◆ Text passage
━━━━━━━━━━━━━━━━━━━━━━━━━━━━━━

I also read a review of the new CDs in the Ottawa Citizen. The reviewer was
critical of TW citing the new music is too much of what he has done before.
He called the words to Flowers Grave "Trite" He gave Blood Money a higher
rating than Alice. Lots of dumb comments in the article but great praise
for Tom in general.

Here is the Globe & Mail article...

A double shot of Waits

Back with two new albums, the whisky-voiced artist remains one of today's
most lauded songwriters. Just don't tell him he's made a difference, writes
CARL WILSON

By CARL WILSON


Tuesday, May 7, 2002 - Print Edition, Page R1


There was this propaganda poster in Russia in the thirties," Tom Waits
recites: " 'Today, you play jazz. Tomorrow, you will betray your country.' "

Many yesterdays ago, the 52-year-old musician did play jazz, perched
behind a piano and a bottle while string and horn sections dressed his
busted bebop ballads in rumpled suits and ties. Today, he builds musical
bombs to lacerate the soul, melodic conundrums from the global salvage
yards, as heard on the two separate albums he releases today, Alice and
Blood Money.

Tunes to plot subversion by, certainly. But the day we speak, world
news is grim and Waits is wondering if there's a deeper betrayal in singing
songs for a living. And I want desperately to convince him otherwise.

These first new albums since his Mule Variations in 1999 collect songs
from two postmodern operas Waits created with his wife, Kathleen Brennan,
and director Robert Wilson at the Thalia Theatre in Hamburg. Wilson's
balletic plays were easy to write for, he says from his long-time rural
roost in northern California: "It was already music for the eyes." But it
was wearing to have other people singing the songs. "They either elevate it
or they butcher it, very little in between." Recording well, it seems, is
the best revenge.

Alice draws on a 1992 show based on Alice in Wonderland and its
author's real-life fixation on little Alice Liddell. It is mostly parlour
music, so delicate and sepia-toned it seems to issue from a ghostly
Victrola, which Waits corrodes with the drip of his famous rust-bucket
vocals.

Blood Money lives mostly at the harsher end of the Waits emotional
scale. From Wilson's adaptation of Georg Buchner's Woyzeck, which comes to
New York next fall, it's the tale of a soldier who goes insane after he is
played false by the army and his girlfriend. It screeches and roars through
rhythmic arrangements for pump organ, sax, bells, bass, drums and a
four-foot-long seed pod from the Indonesian Botang tree that Waits's
musicians shake like a baby rattle from hell. And its message is brutally
clear: Misery is the River of the World ("everybody row!"), Everything Goes
to Hell, "life's a mistake all day long . . . you'll never get out alive."

From outside, Waits looks like a man with an enviable marriage, career
and even hobby (acting in films like Jim Jarmusch's Down by Law, Francis
Ford Coppola's Dracula, Robert Altman's Short Cuts). So where does all the
pessimism come from? Is it merely theatrical?

His reply takes me aback. "The whole world's on fire right now," Waits
says. "And it makes you wonder what you're doing making jewellery for the
ears. When was the last time you sat in a room and everyone sang the same
song? . . . There's a lot of things that have to happen first before you
turn on a record player. You need to be warm and fed. "I don't doubt the
power of it, but I think an overinflated sense of yourself and the value of
what you do would lead you to believe writing a song is going to change the
world."

━━━━━━━━━━━━━━━━━━━━━━━━━━━━━━

◆ Data shown
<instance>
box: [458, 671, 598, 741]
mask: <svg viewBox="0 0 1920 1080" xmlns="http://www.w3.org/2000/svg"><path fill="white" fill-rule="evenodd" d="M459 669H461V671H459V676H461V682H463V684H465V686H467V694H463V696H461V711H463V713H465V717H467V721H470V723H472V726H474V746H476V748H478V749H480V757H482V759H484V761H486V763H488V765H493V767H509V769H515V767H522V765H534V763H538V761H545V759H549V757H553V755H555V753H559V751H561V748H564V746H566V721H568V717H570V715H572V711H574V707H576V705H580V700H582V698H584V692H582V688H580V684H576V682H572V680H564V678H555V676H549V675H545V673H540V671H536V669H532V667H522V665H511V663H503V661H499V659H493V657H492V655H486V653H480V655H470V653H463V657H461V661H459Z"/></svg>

━━━━━━━━━━━━━━━━━━━━━━━━━━━━━━

◆ To do
• A. List the instruments and sound sources that the Tom Waits text names in the rhythmic arrangements on Blood Money.
• B. According to the Tom Waits text, which album did Waits release before Alice and Blood Money, and in what year?
• C. In the Tom Waits text, retype the passage from "Many yesterdays ago, the" to "Blood Money.".

◆ Answers
• A. pump organ, sax, bells, bass, drums, and a four-foot-long seed pod from the Indonesian Botang tree

• B. Mule Variations, in 1999.

• C.
Many yesterdays ago, the 52-year-old musician did play jazz, perched
behind a piano and a bottle while string and horn sections dressed his
busted bebop ballads in rumpled suits and ties. Today, he builds musical
bombs to lacerate the soul, melodic conundrums from the global salvage
yards, as heard on the two separate albums he releases today, Alice and
Blood Money.